┌─ EXTRACT PROVIDED
Australian fans' dream comes true. Visits the Superdome

NEW ORLEANS (AP) — Australian Who Dat Bruce Clements and his life partner Lara Kelly made a pilgrimage halfway around the world to watch the Saints play the 49ers on Sunday (Dec. 8). And despite the home team's lip-biting defeat in the final seconds of the game, the pair said their first experience at the Mercedes-Benz Superdome was anything but disappointing.

"It was mind-blowing," Clements said at the conclusion of the contest. "The noise is out of control."

"The 'Who Dat 'chant at the beginning was the best part," said Kelly, “and the music they play through the game, and the players dancing too.”

The 28-hour trip from Adelaide to New Orleans was a 50th birthday present to Clements from friends back home who admire his relentless passion for the American sport and the men in black and gold.

Australian rules football (a game only loosely related to its American counterpart) is popular Down Under, but devotees are a bit more reserved in expressing their fervor.

Clements and Kelly explained that Australian football fans might wear team jerseys on game day and fly a team flag from a window after a win, but that's about the extent of their demonstrativeness. So the Poydras Street tailgating scene and game-day costuming phenomenon were a revelation to the wide-eyed visitors.
└─
┌─ STUDY MATERIAL
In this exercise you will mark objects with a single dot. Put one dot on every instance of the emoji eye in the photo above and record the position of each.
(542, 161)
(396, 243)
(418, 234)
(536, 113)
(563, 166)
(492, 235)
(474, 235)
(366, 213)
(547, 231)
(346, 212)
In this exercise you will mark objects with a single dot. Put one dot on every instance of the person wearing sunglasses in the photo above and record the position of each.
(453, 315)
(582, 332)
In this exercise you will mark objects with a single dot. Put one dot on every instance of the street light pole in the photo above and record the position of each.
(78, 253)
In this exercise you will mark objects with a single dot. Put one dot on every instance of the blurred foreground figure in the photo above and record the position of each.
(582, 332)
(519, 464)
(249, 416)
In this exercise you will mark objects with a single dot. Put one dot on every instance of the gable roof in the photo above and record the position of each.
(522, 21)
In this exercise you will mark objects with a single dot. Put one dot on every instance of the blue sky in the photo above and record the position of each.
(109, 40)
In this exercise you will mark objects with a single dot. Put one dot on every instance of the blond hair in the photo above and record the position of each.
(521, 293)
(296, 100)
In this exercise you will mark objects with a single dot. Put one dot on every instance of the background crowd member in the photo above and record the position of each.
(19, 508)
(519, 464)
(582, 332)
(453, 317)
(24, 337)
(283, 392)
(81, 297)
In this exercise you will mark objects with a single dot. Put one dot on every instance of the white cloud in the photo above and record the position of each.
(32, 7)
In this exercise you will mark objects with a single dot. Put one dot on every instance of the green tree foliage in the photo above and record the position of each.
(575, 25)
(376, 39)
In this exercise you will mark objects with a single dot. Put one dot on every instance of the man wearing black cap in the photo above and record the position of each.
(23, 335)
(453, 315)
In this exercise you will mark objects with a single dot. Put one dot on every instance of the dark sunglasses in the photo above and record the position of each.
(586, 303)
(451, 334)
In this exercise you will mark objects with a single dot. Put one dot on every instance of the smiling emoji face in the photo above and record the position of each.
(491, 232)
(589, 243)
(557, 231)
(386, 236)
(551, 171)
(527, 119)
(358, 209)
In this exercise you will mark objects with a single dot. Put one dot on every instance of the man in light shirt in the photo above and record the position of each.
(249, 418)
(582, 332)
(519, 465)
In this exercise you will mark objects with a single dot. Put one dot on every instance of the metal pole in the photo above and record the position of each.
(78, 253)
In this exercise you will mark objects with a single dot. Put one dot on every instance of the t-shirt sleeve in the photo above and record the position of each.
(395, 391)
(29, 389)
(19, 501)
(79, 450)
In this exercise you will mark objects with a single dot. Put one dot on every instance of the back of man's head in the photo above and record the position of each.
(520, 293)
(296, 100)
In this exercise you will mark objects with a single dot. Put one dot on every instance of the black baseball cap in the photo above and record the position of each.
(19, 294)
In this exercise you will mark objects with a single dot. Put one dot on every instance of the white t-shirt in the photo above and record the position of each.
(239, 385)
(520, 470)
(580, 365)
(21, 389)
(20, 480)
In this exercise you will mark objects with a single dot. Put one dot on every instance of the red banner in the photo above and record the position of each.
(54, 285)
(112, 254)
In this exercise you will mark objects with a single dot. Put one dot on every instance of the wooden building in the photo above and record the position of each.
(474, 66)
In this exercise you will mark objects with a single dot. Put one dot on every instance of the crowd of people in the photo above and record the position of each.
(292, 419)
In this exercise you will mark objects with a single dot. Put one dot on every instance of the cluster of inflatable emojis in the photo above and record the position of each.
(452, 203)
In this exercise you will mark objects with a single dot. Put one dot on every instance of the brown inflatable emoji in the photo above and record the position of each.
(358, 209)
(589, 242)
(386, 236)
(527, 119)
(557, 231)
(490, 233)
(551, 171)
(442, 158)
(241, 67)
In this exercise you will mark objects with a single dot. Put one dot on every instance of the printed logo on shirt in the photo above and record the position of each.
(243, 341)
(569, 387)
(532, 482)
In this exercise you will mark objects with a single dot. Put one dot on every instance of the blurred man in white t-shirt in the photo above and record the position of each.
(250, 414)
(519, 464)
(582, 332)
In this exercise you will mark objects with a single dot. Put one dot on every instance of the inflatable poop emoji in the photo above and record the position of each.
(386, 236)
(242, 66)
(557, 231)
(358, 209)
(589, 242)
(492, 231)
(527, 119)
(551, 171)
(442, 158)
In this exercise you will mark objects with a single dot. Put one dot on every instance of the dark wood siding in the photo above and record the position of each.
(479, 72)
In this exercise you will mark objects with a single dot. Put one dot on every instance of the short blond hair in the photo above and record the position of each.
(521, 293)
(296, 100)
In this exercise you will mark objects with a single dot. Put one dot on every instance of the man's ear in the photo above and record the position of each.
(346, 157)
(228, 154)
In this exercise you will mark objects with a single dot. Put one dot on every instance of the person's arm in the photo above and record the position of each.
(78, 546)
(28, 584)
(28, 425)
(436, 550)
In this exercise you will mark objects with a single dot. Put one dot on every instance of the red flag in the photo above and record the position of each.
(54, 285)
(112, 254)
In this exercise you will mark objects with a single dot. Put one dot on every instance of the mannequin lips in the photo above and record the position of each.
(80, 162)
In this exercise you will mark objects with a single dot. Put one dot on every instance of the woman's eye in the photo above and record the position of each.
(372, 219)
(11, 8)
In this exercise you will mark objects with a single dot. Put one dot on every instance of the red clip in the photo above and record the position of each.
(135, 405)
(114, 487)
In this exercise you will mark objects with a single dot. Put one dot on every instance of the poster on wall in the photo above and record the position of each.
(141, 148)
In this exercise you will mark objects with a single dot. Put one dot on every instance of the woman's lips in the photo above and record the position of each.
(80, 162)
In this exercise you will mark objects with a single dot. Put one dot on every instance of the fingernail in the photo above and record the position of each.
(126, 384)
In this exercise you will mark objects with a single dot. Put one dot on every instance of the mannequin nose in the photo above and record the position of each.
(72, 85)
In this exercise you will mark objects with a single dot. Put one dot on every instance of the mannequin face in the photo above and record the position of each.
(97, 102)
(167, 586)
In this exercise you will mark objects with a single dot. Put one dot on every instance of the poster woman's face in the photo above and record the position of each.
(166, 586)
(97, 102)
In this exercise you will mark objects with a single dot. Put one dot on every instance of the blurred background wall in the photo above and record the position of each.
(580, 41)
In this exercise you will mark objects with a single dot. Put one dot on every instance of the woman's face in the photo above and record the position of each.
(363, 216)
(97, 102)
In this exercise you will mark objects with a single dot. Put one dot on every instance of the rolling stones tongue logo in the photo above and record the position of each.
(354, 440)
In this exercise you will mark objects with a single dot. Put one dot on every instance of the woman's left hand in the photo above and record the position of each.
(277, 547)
└─
=== ACTIVITIES ===
A. In the article about the Australian fans' visit to the Superdome, why were the Poydras Street tailgating and game-day costumes a revelation to Clements and Kelly?
B. Using the article about the Australian fans' Superdome visit, decide whether each statement agrees with it. Answer yes or no for each and quote the words that decide it: (i) The trip from Adelaide to New Orleans took 28 hours. (ii) The Saints beat the 49ers. (iii) Clements paid for the trip himself.
C. Carry on the article about the Australian fans' Superdome visit from the point where it stops.

=== EXPECTED RESULTS ===
A. Australian football fans are more reserved about showing their fervor. They might wear team jerseys on game day and fly a team flag from a window after a win, but that is about as far as they go. The New Orleans tailgating and costuming went well beyond anything the pair knew from home.

B.
(i) Yes: "The 28-hour trip from Adelaide to New Orleans"
(ii) No: "despite the home team's lip-biting defeat in the final seconds of the game"
(iii) No: "was a 50th birthday present to Clements from friends back home"

C.
Clements said that even though he and Kelly were surrounded by 49ers fans during Sunday's game, there didn't seem to be any rancor between them and Saints fans. He's not sure Australian sports lovers would be as accommodating, he said.

At 10 a.m., Clements and Kelly, who co-own a school photography business, found themselves downing shots of chilled Jagermeister (a wince-inducing herbal liqueur) in a Who Dat bonding ceremony conducted by the rambunctious Jager Gator tailgate club under the I-10 on-ramp.

The couple then witnessed the clamorous Fat City Drum Corps march toward the Dome on Poydras Street as Who Dats danced amid the pregame traffic.

Nearer the Dome they encountered Saints superfan Chip “Pottymouth” Potter, who wore a macabre gold pig skull mask and carried a homemade sword and shield. Potter, it turned out, is also a remote Saints fanatic, who had traveled from the city of London in Ontario for the game.

Clements described the New Orleans tailgate experience as “surreal.”

"I'm speechless," he said. "It's so far out, the effort people go through, the rituals."

Clements, who played and coached Australian football, has no direct ties to either New Orleans or the Saints. He first became enchanted by the infrequent NFL telecasts he saw as a teen. Then in 1983 he caught a late-night rebroadcast of a match-up between the Saints and the Bears in the Superdome.

Despite the Saints' unremarkable record in the era, he was bitten by the Who Dat bug. Looking back, he said he was hooked by the charisma of Kenny Stabler and Rickey Jackson, plus the uniform, the colors and the logo. So much so that in time he acquired a fleur-de-lis tattoo and a man cave crammed with Saints gear.

After a story about Clements’ impending Crescent City visit ran a week ago, local Saints fans showered the Australians with offers of hospitality during their stay. Invitations to stay in time-share apartments appeared via email. The owner of a clothing store offered a pair of Saints socks. A frozen daiquiri maker offered a gallon bag of the beverage.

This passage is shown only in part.